— START Passage to read —
I get my screen components from Home Depot and Lowes, but the screen I make out of nylon mesh to keep the FFs in.



Darks!de said:


> Just wondering where you got the components for the screen section.
> 
> Luke


----------



## jkinsey (Oct 7, 2004)

sounds good definilty keep us posted on the tank. Thanks again.


----------



## Mantellaprince20 (Aug 25, 2004)

Almost forgot about this. Here is a pic of my hinge, and handle. I just siliconed them in place with Aquarium silicone. The hinge is an excelon piano hinge, and the handle is an acrylic pull handle.



















Ed Parker


----------



## acleverusername (Feb 28, 2005)

Mantellaprince20 said:


> Step 3
> Now you can start glueing the glass to the front. I used a piece that was 6 inches tall, and had a snug fit in the black plastic rim of the tank. Make sure to seal the black plastic to the tank as well or it will leak. Also, now you can add any landscape you want such as that smaller cork piece I used to add some depth. I also made the screen flap for ventilation in this step, however it isn't installed yet, I just wanted to check the fit of both glass pieces.


What materials did you use for the vent and where did you get them from? What all did you have to do to the materials to make them into the vent?


----------



## Mantellaprince20 (Aug 25, 2004)

You can get the supplies for the screen section at any home depot, or lowes. I used mosquito netting instead of screen though, for fruit fly escape prevention. But if you just go into the window section, or screen supplies section at either of these stores, you can get this stuff real cheap. They even have a kit which made about 4 vent sections for my 10 verts for like 8 dollars. The only things you will need to do is cut the screen channel (border) pieces with a saw, like a hacksaw, or even if you have some type of power saw with a metal blade, and cut the window screen. If you ask someone at one of the above mentioned stores, they will give you good details on how to do it exactly too. 

Ed Parker

(sorry, I totally forgot the correct names for the parts for this vent section, You will need the border material, the rubber stuff to secure the screen in place, and the corner pieces.)


----------



## acleverusername (Feb 28, 2005)

I have another dumb question. How do you cut the aluminum to 45 degree angles?


----------



## Guest (Apr 12, 2005)

On those screens you don't the corners are plastic and you just have to make a straight cut. I use a miter saw for 45deg cuts however :wink: 
makes it easy


----------



## Guest (Apr 12, 2005)

I'm getting ready to setup something similiar for my office (once I get the insert piece from Benjamin. 

I have a question though about the orientation. Everyone always turns what was the bottom of the tank into the back. Is there any reason You couldn't keep one of the sides as the back? so that the door opens to a side? (and so that what was the bottom of the tank is now a side. What was typically the front/back are still the front back (just perpindicular).
— END Passage to read —
Problems and tasks:
**1)** Copy the section of the forum thread on building a tank vent that begins at the words "## jkinsey (Oct" and stops after "acrylic pull handle.".
**2)** Go on with the forum thread about converting a tank, picking up after its final post.
— START Extracted information —
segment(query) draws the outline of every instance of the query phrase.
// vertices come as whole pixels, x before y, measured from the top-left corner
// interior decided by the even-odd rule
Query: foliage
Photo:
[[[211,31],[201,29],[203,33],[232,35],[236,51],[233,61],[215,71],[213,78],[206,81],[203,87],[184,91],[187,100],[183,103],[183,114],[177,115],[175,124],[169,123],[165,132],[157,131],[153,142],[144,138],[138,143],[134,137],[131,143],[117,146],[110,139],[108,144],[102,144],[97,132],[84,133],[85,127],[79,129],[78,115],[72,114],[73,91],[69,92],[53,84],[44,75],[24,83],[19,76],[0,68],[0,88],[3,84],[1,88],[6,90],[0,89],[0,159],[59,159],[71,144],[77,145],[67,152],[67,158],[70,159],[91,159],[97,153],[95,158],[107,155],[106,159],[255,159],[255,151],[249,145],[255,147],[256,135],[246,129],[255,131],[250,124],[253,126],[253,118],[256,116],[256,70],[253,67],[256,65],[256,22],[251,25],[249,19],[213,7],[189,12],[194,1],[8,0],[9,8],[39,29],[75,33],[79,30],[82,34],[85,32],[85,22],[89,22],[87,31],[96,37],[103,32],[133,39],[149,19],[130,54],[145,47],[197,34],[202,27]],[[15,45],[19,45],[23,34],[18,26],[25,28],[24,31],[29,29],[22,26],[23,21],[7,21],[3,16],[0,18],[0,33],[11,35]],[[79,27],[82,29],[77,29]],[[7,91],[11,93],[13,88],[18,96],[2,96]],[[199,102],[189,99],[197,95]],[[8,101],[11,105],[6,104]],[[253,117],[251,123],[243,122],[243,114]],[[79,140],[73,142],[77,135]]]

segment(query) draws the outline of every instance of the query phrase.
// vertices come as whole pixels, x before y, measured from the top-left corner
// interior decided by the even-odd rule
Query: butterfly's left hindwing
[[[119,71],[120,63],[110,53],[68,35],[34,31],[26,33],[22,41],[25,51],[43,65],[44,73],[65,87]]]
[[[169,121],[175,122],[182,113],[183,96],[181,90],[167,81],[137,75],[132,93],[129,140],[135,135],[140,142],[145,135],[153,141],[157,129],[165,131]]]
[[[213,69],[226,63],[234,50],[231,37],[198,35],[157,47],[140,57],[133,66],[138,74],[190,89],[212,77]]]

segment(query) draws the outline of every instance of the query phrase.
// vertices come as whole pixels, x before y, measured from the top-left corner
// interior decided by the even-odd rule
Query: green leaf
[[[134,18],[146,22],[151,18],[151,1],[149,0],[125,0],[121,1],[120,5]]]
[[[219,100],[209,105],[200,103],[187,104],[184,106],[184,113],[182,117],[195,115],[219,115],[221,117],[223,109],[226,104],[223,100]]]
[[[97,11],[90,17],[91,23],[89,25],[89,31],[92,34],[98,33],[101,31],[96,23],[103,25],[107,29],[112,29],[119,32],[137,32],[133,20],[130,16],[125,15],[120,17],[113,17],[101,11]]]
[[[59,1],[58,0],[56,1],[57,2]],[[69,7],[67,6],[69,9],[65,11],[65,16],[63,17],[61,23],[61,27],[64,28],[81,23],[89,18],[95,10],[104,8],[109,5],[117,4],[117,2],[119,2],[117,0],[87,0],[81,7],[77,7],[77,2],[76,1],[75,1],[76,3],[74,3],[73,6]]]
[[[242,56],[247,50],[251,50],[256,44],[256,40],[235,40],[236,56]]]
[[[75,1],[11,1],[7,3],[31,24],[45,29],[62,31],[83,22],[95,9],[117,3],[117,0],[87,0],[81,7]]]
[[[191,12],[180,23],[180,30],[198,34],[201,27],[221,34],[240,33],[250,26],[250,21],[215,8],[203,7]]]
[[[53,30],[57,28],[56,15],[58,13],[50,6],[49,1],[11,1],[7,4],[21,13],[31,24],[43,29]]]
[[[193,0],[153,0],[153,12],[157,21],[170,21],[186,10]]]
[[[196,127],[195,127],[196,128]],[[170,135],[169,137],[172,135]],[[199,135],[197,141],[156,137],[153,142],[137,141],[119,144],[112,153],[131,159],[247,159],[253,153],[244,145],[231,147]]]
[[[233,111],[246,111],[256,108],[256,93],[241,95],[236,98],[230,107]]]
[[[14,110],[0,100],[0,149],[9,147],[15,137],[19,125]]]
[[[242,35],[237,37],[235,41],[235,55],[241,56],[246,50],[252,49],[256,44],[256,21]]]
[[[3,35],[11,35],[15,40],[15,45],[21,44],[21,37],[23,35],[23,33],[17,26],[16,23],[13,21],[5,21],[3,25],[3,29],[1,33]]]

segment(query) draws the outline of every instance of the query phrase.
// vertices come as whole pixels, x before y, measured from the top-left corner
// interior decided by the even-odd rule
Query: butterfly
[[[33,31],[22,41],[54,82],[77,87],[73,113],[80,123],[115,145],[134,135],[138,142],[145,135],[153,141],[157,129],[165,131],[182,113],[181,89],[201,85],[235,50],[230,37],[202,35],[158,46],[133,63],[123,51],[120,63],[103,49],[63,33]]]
— END Extracted information —
Responses per task:
**1)**
## jkinsey (Oct 7, 2004)

sounds good definilty keep us posted on the tank. Thanks again.


----------



## Mantellaprince20 (Aug 25, 2004)

Almost forgot about this. Here is a pic of my hinge, and handle. I just siliconed them in place with Aquarium silicone. The hinge is an excelon piano hinge, and the handle is an acrylic pull handle.

**2)**
I can't think off the top of my head why this would be bad. I'm just going to use a tank that at one point did have a siliconed background (in the normal position) and would prefer to re-cover that with the new background. Also a bigger viewing area unobstructed by latches/screens etc would be more aesthetically pleasing. As this will be just sitting on my desk access shouldn't be an issue. I just want to be sure I'm not missing anything (as I've never seen anyone orient their vertical tanks in this manner).

-Tad


----------



## acleverusername (Feb 28, 2005)

Sorry I got your question wrong.


----------



## rjmarchisi (Feb 16, 2004)

I think he means that he still wants the tank to be oriented vertically, just to have it side opening instead of front opening. 
Alot of people, including myself use front opening due to the ability to place them side by side. If you plan to have it freestanding there is no reason to not make the former side the front to get a totally unobstructed view.

rob


----------



## Guest (Apr 12, 2005)

Rob, thats what I'm talking about. I'm wondering if anyone has done it this way... if they had issues where the background met the door, etc. Or any problems that I just haven't thought of.

-Tad


----------



## rjmarchisi (Feb 16, 2004)

I remember seeing a 20 gallon flipped on end with the door on the side. It might be in someone's image gallery. I dont think you should have any problems, just make sure the background stops.

rob


----------



## Guest (Apr 12, 2005)

Hey Tad, you mean kind of like this 










and a link to the page: 
http://thechocohut.homestead.com/DIY_20vert_Fogged.html

It works nice, but as you can see I have it only open half way. The problem I see with the full door is the back ground so close to the opening. You could have a hard time trying to keep the frogs in the tank.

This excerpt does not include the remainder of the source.